(Natural-language object grounding data)
□ □ □

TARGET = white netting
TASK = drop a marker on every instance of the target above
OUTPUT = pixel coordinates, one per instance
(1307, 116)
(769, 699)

□ □ □

#### WHAT THE TASK ASKS:
Once you have read the entries, write them out again without altering a single character.

#### ANSWER FOR THIS EXERCISE:
TARGET = white netting
TASK = drop a marker on every instance of the target above
OUTPUT = pixel coordinates, one per instance
(1307, 116)
(769, 699)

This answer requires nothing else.